RESUME Putusan Peninjauan Kembali (PK) ini merangkum sengketa pajak mengenai keabsahan penggunaan tanda tangan stempel dalam surat banding dan objek pajak penghasilan (PPh) Pasal 15 yang tidak dilaporkan dalam surat pemberitahuan (SPT).
Pemohon PK merupakan perusahaan yang bergerak di bidang pelayaran dalam negeri yang melakukan kegiatan pengangkutan barang dan/atau orang.
Otoritas pajak menyatakan terdapat objek PPh Pasal 15 yang tidak dilaporkan oleh wajib pajak dalam SPT. Adapun objek PPh Pasal 15 yang dimaksud ialah biaya demurrage, biaya freight, dan biaya sewa speedboat.
Sebaliknya, wajib pajak menyatakan telah melapor PPh Pasal 15 dalam SPT dengan benar. Menurut wajib pajak, tanda tangan stempel memiliki kekuatan hukum yang sama dengan tanda tangan biasa. Dengan demikian, penggunaan tanda tangan stempel pada surat banding dapat dibenarkan.

══════

PETUNJUK TUGAS —
a. Tuliskan ulang persis bagian ringkasan putusan PK, mulai dari "Pemohon PK merupakan" sampai dengan "banding dapat dibenarkan.".
b. Ringkas ringkasan putusan PK di atas dalam dua kalimat.

Entri pelabelan lokasi gambar —
══════

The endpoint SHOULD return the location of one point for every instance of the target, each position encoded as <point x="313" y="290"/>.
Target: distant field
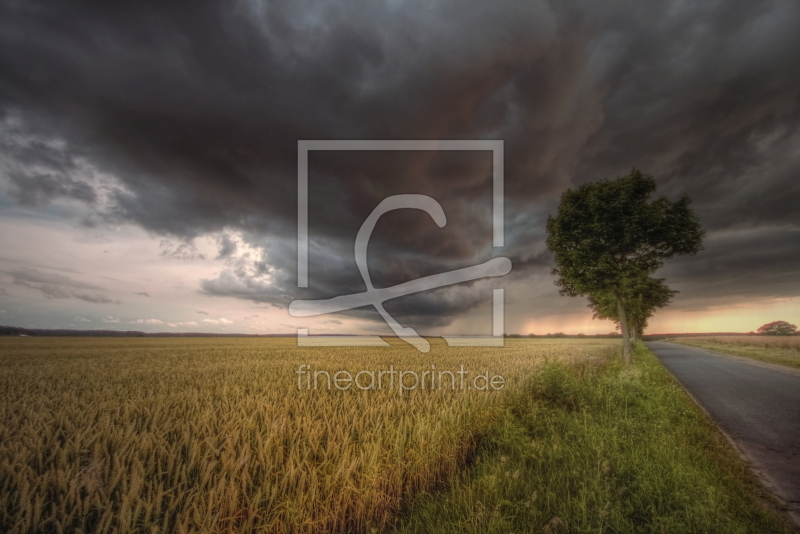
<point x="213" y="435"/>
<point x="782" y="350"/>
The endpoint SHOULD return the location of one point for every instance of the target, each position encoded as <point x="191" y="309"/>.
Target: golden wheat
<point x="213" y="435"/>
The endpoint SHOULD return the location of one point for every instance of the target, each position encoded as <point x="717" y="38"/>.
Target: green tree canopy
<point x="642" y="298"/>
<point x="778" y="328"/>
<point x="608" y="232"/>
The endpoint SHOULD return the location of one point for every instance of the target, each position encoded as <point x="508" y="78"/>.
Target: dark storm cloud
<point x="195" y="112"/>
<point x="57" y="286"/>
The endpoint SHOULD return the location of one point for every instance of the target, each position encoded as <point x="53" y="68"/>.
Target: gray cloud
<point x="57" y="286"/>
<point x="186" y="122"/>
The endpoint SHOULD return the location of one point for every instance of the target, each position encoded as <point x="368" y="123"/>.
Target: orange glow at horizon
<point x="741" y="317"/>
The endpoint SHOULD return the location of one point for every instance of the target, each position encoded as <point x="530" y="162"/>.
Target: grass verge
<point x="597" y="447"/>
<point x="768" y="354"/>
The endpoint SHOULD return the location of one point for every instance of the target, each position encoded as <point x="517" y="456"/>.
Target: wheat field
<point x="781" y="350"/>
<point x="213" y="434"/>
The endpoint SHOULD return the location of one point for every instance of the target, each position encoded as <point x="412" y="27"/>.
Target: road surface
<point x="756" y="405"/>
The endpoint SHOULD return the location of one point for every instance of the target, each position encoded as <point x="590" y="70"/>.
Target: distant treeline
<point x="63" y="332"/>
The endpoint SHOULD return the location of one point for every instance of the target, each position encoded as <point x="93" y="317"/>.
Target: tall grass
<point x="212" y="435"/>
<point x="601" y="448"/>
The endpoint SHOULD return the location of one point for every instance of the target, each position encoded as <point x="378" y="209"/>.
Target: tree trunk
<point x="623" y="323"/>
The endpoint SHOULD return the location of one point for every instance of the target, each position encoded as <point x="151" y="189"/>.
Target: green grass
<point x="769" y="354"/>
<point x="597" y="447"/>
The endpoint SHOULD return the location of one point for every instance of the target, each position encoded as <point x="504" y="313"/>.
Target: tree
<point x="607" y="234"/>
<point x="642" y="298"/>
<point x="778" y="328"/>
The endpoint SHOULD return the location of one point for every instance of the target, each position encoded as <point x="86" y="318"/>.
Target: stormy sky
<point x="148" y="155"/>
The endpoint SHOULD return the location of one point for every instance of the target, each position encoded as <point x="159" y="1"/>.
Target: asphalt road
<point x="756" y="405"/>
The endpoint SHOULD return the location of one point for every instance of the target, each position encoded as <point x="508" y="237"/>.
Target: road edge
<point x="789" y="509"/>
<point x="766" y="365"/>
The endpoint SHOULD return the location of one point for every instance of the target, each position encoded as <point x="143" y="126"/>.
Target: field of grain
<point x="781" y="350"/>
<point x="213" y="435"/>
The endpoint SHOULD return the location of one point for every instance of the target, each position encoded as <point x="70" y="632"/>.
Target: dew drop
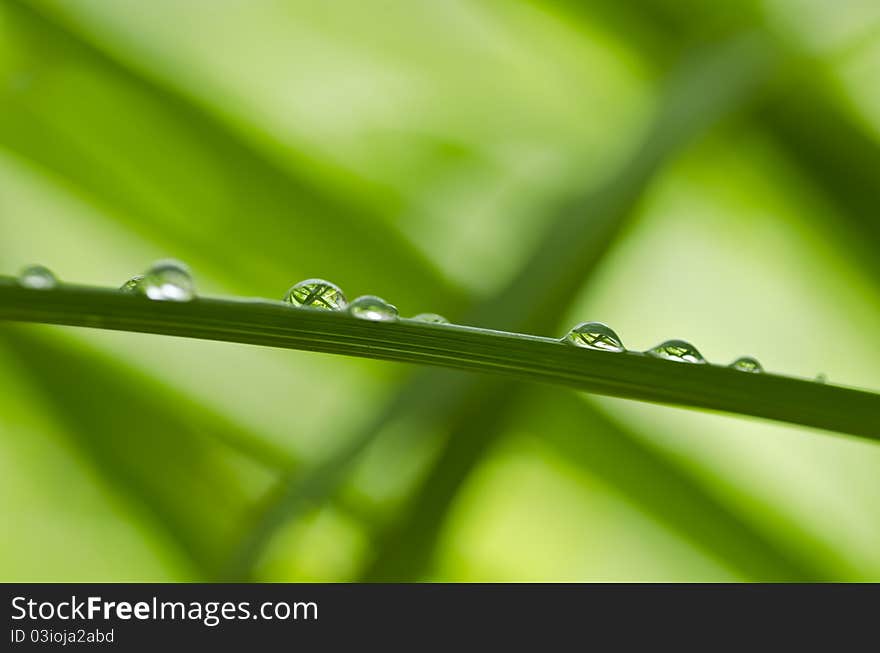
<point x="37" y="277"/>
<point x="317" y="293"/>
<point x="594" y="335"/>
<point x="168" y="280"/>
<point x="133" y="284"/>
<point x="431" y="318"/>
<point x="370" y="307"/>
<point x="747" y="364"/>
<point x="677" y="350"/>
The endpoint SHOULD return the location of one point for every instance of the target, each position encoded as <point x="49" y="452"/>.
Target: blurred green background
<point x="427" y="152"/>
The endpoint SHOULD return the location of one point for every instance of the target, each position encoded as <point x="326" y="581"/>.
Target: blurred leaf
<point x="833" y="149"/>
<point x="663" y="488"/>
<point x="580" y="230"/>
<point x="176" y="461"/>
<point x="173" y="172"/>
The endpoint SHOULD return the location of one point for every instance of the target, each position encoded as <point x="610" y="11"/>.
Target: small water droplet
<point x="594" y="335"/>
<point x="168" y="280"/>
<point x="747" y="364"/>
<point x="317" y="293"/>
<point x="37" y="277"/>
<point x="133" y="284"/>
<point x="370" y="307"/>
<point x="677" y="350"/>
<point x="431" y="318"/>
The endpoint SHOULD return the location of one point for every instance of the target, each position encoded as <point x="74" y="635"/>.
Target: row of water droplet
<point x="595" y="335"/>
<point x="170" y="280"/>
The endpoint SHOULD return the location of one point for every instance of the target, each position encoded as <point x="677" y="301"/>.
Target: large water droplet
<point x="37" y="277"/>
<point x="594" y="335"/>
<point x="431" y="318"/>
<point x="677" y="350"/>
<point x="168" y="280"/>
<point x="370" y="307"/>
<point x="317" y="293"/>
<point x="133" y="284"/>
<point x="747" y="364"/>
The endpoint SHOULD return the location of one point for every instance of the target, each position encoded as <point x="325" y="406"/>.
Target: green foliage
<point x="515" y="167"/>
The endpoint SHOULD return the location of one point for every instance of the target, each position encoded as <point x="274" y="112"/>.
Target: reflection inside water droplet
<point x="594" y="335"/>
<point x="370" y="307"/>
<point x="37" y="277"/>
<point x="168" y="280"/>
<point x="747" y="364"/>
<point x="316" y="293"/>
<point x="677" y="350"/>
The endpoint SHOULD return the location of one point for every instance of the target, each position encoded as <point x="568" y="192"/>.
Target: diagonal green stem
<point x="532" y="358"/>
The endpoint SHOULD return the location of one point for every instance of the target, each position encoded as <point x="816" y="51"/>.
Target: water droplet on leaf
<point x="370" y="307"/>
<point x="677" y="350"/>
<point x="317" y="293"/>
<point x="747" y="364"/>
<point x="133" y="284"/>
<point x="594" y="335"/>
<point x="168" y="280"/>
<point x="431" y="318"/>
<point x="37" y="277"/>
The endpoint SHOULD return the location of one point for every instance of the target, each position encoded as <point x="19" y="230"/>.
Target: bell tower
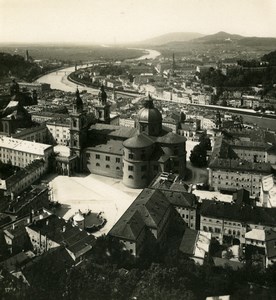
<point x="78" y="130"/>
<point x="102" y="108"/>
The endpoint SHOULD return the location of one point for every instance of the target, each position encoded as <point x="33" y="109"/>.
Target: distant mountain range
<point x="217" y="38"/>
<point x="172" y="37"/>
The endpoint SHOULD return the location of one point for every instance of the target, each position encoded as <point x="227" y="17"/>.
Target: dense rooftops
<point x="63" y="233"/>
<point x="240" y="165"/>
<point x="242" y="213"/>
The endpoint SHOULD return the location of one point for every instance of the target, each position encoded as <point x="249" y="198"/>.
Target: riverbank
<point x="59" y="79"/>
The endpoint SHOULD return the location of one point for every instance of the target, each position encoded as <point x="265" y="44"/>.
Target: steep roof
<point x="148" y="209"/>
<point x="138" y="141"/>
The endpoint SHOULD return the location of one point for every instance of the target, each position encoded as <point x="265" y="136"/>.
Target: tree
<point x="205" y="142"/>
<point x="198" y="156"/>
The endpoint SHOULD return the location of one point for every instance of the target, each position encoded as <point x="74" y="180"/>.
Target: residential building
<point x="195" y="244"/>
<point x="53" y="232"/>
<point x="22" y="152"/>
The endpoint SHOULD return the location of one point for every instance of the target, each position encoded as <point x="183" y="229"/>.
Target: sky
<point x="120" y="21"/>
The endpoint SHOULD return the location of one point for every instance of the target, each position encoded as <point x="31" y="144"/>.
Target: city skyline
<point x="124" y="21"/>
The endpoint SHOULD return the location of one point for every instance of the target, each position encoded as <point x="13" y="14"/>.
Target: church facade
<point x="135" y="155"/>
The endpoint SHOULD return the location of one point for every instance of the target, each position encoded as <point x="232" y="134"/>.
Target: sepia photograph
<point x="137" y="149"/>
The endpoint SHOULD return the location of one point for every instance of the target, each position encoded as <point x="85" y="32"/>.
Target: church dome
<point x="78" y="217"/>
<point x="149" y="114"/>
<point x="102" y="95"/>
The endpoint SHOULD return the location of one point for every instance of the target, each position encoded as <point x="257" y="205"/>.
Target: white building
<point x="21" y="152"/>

══════

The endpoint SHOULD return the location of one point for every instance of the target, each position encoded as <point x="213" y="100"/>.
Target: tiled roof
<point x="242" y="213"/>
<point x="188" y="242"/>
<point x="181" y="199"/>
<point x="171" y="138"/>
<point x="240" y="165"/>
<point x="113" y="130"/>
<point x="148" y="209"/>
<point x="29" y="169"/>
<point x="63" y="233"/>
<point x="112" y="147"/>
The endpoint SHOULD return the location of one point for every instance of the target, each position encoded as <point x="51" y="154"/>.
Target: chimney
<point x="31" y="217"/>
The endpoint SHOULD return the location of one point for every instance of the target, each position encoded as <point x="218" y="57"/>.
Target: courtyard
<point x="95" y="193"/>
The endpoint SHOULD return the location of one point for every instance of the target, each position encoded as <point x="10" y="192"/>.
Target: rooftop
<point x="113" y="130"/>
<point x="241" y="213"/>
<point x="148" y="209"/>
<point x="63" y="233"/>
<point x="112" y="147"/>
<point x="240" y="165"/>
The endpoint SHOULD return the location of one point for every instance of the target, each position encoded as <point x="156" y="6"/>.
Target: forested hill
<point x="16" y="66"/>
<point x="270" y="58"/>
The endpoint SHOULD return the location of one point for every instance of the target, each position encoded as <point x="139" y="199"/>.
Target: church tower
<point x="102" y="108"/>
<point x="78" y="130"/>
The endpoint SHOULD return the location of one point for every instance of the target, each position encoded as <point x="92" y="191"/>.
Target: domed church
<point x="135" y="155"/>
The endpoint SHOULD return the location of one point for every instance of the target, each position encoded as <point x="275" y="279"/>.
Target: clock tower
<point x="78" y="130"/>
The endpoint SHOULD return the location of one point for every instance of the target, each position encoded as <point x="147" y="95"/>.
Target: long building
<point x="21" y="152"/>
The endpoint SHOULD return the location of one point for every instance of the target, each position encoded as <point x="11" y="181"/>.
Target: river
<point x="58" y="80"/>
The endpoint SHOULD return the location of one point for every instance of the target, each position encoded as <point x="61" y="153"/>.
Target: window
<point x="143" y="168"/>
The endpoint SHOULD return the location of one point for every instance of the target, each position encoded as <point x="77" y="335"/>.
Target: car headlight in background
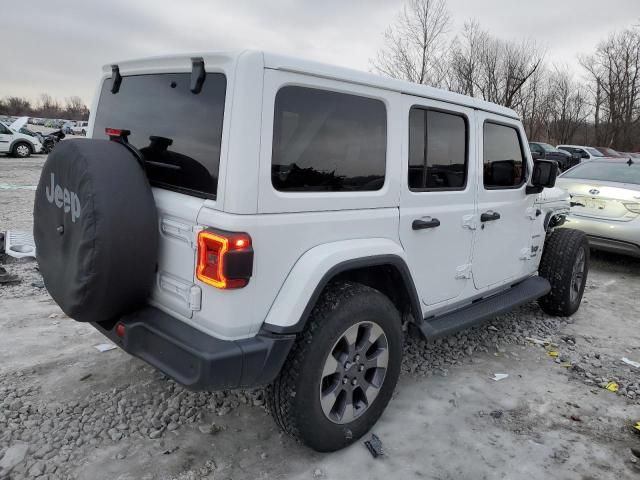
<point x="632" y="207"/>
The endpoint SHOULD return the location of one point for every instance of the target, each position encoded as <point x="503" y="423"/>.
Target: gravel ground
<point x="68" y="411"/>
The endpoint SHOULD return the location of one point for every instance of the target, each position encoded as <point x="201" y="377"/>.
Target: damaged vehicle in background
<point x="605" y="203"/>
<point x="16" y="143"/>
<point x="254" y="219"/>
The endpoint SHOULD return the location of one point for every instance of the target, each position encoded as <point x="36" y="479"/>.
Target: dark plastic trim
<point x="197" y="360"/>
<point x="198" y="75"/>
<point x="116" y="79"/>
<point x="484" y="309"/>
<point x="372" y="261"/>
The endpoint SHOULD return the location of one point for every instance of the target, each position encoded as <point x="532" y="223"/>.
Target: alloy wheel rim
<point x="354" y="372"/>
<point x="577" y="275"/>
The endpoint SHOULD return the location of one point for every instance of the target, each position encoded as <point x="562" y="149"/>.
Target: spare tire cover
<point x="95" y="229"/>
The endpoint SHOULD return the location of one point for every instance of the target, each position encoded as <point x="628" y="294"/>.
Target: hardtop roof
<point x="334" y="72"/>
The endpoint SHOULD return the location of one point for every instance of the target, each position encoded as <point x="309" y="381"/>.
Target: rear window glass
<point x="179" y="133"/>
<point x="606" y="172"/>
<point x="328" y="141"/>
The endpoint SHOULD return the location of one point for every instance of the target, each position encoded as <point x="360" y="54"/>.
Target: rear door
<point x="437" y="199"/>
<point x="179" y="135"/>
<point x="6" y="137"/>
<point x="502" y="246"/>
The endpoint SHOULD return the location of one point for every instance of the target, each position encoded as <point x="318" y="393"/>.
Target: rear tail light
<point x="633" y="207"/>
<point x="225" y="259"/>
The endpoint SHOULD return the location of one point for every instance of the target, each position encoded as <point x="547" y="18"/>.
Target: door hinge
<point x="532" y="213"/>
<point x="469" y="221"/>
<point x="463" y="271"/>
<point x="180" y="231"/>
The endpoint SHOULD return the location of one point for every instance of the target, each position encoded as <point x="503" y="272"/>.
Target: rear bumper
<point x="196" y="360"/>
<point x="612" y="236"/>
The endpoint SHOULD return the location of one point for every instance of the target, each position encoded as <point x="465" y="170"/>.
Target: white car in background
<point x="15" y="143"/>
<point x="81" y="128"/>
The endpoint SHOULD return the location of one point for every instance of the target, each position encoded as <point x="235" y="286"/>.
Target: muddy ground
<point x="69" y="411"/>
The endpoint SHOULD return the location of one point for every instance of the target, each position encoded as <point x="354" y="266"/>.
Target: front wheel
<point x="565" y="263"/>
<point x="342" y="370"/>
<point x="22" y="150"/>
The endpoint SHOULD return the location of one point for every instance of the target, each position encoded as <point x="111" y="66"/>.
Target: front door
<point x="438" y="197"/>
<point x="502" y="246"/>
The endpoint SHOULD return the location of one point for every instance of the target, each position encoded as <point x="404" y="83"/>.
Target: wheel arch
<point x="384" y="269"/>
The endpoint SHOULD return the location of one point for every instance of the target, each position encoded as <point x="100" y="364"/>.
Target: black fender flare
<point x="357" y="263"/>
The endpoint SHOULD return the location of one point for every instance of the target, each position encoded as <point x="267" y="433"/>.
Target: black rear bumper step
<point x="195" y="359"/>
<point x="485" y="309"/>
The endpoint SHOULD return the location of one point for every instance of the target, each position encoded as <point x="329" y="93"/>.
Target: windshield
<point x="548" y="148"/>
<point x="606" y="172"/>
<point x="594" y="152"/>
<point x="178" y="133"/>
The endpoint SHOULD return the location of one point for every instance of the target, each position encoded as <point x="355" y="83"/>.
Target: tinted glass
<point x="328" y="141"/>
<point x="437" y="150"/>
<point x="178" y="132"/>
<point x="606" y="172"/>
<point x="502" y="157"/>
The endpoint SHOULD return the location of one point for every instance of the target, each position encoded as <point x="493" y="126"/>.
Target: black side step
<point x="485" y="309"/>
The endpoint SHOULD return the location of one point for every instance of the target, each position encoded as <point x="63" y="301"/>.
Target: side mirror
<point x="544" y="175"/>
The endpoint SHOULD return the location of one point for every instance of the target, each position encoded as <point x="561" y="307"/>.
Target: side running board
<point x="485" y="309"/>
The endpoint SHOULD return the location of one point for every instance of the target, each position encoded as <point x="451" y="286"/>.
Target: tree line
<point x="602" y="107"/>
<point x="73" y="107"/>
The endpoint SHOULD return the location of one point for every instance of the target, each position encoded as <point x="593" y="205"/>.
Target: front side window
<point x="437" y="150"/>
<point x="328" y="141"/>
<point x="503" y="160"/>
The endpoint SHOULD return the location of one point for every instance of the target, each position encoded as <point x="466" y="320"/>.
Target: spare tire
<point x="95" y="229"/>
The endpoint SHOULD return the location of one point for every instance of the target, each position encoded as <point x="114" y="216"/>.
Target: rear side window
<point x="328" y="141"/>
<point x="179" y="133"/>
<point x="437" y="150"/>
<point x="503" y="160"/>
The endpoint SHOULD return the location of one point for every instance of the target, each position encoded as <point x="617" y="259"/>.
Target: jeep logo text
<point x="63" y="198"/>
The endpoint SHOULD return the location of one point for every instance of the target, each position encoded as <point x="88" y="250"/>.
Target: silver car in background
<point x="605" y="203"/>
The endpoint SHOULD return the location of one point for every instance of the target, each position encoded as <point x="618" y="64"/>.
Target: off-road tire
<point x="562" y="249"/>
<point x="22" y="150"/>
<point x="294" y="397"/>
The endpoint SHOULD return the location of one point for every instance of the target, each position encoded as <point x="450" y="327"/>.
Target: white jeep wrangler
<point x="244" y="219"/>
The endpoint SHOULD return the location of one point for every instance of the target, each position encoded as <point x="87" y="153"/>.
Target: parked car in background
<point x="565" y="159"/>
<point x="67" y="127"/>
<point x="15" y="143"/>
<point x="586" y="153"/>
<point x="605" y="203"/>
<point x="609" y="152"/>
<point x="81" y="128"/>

══════

JAWABAN TUGAS —
a.
Pemohon PK merupakan perusahaan yang bergerak di bidang pelayaran dalam negeri yang melakukan kegiatan pengangkutan barang dan/atau orang.
Otoritas pajak menyatakan terdapat objek PPh Pasal 15 yang tidak dilaporkan oleh wajib pajak dalam SPT. Adapun objek PPh Pasal 15 yang dimaksud ialah biaya demurrage, biaya freight, dan biaya sewa speedboat.
Sebaliknya, wajib pajak menyatakan telah melapor PPh Pasal 15 dalam SPT dengan benar. Menurut wajib pajak, tanda tangan stempel memiliki kekuatan hukum yang sama dengan tanda tangan biasa. Dengan demikian, penggunaan tanda tangan stempel pada surat banding dapat dibenarkan.

b. Putusan PK ini merangkum sengketa pajak perusahaan pelayaran dalam negeri tentang keabsahan tanda tangan stempel pada surat banding dan objek PPh Pasal 15 yang tidak dilaporkan dalam SPT. Otoritas pajak menyatakan biaya demurrage, biaya freight, dan biaya sewa speedboat tidak dilaporkan, sedangkan wajib pajak menyatakan telah melapor dengan benar dan menilai tanda tangan stempel memiliki kekuatan hukum yang sama dengan tanda tangan biasa.